**Prompt:**
Answer these questions from the message on resumable clone:
(a) Which command-line options are named as needing to be parsed before the new repository is created?
(b) From the original server's point of view, how would the fetch request that uses the priming information appear?
(c) Into which command does the writer later suggest moving the step that learns and stores the prime info?

**Document extract:**
########################################

Re: [PATCH 00/11] Resumable clone

2016-09-28 Thread Junio C Hamano
Junio C Hamano  writes:

> Junio C Hamano  writes:
>
> What "git clone" should have been was:
>
> * Parse command line arguments;
>
> * Create a new repository and go into it; this step would
>   require us to have parsed the command line for --template,
>   , --separate-git-dir, etc.
>
> * Talk to the remote and do get_remote_heads() aka ls-remote
>   output;
>
> * Decide what fetch refspec to use, which alternate object store
>   to borrow from; this step would require us to have parsed the
>   command line for --reference, --mirror, --origin, etc;
>
> --- we'll insert something new here ---
>
> * Issue "git fetch" with the refspec determined above; this step
>   would require us to have parsed the command line for --depth, etc.
>
> * Run "git checkout -b" to create an initial checkout; this step
>   would require us to have parsed the command line for --branch,
>   etc.
>
> Even though the current code conceptually does the above, these
> steps are not cleanly separated as such.  I think our update to gain
> "resumable clone" feature on the client side need to start by
> refactoring the current code, before learning "resumable clone", to
> look like the above.
>
> Once we do that, we can insert an extra step before the step that
> runs "git fetch" to optionally [*1*] grab the extra piece of
> information Kevin's "prime-clone" service produces [*2*], and store
> it in the "new repository" somewhere [*3*].
>
> And then, as you suggested, an updated "git fetch" can be taught to
> notice the priming information left by the previous step, and use it
> to attempt to download the pack until success, and to index that
> pack to learn the tips that can be used as ".have" entries in the
> request.  From the original server's point of view, this fetch
> request would "want" the same set of objects, but would appear as
> an incremental update.

Thinking about this even more, it probably makes even more sense to
move the new "learn prime info and store it in repository somewhere,
so that later re-invocation of 'git fetch' can take advantage of it"
step _into_ "git fetch".  That would allow "git fetch" in a freshly
created empty repository take advantage of this feature for free.

The step that "git clone" internally drives "git fetch" would not
actually be done by spawning a separate process with run_command()

########################################

Raw records

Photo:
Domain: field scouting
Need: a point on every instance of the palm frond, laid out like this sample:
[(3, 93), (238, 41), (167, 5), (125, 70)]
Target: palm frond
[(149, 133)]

########################################

**The completed task:**
(a) --template and --separate-git-dir
(b) As an incremental update
(c) "git fetch"